#### Problem:
Restate the records below word for word.
##### Record excerpts #####
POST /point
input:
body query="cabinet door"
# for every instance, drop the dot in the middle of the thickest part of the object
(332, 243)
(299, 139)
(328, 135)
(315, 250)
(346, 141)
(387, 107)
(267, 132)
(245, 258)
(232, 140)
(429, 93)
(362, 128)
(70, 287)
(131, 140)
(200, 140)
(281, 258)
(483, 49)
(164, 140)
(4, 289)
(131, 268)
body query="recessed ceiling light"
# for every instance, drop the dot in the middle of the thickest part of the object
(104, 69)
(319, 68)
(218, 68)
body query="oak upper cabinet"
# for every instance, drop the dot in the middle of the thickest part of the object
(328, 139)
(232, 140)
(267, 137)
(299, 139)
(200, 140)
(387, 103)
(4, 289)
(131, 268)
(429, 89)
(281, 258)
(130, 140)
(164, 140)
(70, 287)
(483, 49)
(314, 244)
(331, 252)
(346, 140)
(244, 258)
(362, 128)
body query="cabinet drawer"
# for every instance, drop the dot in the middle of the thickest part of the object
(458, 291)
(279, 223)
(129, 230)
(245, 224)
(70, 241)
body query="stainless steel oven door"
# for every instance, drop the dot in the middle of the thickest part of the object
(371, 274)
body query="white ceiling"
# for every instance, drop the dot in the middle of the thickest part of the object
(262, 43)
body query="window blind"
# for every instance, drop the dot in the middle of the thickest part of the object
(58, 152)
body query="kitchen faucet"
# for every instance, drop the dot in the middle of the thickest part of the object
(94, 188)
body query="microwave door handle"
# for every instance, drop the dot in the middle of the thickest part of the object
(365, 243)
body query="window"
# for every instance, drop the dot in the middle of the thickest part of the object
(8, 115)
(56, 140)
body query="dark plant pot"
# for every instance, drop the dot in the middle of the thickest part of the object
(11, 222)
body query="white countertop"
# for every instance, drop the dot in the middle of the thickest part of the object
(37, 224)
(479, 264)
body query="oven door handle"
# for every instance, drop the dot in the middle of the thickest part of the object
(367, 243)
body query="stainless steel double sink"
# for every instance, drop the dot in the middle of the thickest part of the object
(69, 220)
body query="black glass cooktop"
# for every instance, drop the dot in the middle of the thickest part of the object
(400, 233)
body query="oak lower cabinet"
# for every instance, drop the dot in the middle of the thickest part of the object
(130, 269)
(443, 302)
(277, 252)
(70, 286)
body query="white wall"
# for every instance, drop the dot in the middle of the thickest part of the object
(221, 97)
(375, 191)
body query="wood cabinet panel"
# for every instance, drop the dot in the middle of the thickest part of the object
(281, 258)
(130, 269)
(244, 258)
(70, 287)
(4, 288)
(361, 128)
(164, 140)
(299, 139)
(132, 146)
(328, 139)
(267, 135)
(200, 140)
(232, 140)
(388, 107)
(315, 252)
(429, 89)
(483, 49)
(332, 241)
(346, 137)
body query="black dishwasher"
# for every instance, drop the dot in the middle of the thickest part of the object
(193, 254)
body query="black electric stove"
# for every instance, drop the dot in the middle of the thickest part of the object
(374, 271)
#####
#### Complete output:
POST /point
input:
body query="cabinet door"
# for every instance, drop the dot in the middle of the thickest part of the object
(332, 243)
(299, 139)
(328, 135)
(315, 250)
(346, 141)
(387, 107)
(267, 132)
(245, 258)
(232, 140)
(429, 93)
(362, 128)
(70, 287)
(131, 140)
(200, 140)
(281, 258)
(483, 49)
(164, 140)
(4, 289)
(131, 268)
body query="recessed ceiling light"
# for every instance, drop the dot in the middle of the thickest part of the object
(104, 69)
(319, 68)
(218, 68)
body query="oak upper cabinet"
# for every instance, drop the dot in the middle of the thickest part of the object
(328, 139)
(232, 140)
(267, 137)
(299, 139)
(200, 140)
(387, 103)
(4, 289)
(131, 268)
(429, 89)
(281, 258)
(130, 140)
(164, 140)
(70, 287)
(483, 49)
(314, 244)
(331, 252)
(346, 140)
(244, 258)
(362, 128)
body query="cabinet drawer"
# for every instance, drop the dot in the middle of the thickest part of the object
(458, 291)
(279, 223)
(129, 230)
(245, 224)
(70, 241)
body query="stainless steel oven door"
# for every instance, drop the dot in the middle of the thickest part of the object
(371, 274)
body query="white ceiling"
# for every instance, drop the dot in the middle of the thickest part of the object
(262, 43)
body query="window blind"
# for every instance, drop the dot in the middle of the thickest part of the object
(58, 152)
body query="kitchen faucet"
# for every instance, drop the dot in the middle of the thickest part of the object
(94, 188)
body query="microwave door handle"
# for every instance, drop the dot in the middle of the thickest part of the object
(365, 243)
body query="window"
# for every instance, drop the dot in the middle of the thickest part of the object
(8, 115)
(56, 140)
body query="dark plant pot"
# for every instance, drop the dot in the middle of the thickest part of the object
(11, 222)
body query="white countertop"
# for every instance, drop the dot in the middle of the thickest part of the object
(37, 224)
(479, 264)
body query="oven door handle"
# for every instance, drop the dot in the middle of the thickest part of the object
(367, 243)
body query="stainless steel double sink"
# for every instance, drop the dot in the middle of the thickest part of the object
(69, 220)
body query="black glass cooktop"
# for every instance, drop the dot in the middle of the thickest part of the object
(400, 233)
body query="oak lower cabinet"
# for every instance, drop the dot in the middle of the thickest part of the object
(130, 269)
(443, 302)
(277, 252)
(70, 286)
body query="white wall"
# for every instance, drop the dot in the middle of the thickest part of the object
(221, 97)
(375, 191)
body query="wood cabinet panel"
# for every instance, drop the dot in the middle of the thickest part of the object
(281, 258)
(130, 269)
(244, 258)
(70, 287)
(4, 288)
(361, 128)
(164, 140)
(299, 139)
(132, 146)
(328, 139)
(267, 135)
(200, 140)
(232, 140)
(388, 107)
(315, 252)
(429, 89)
(483, 49)
(332, 241)
(346, 137)
body query="black dishwasher"
# for every instance, drop the dot in the middle of the thickest part of the object
(193, 254)
body query="black electric stove"
# for every instance, drop the dot in the middle of the thickest part of the object
(374, 271)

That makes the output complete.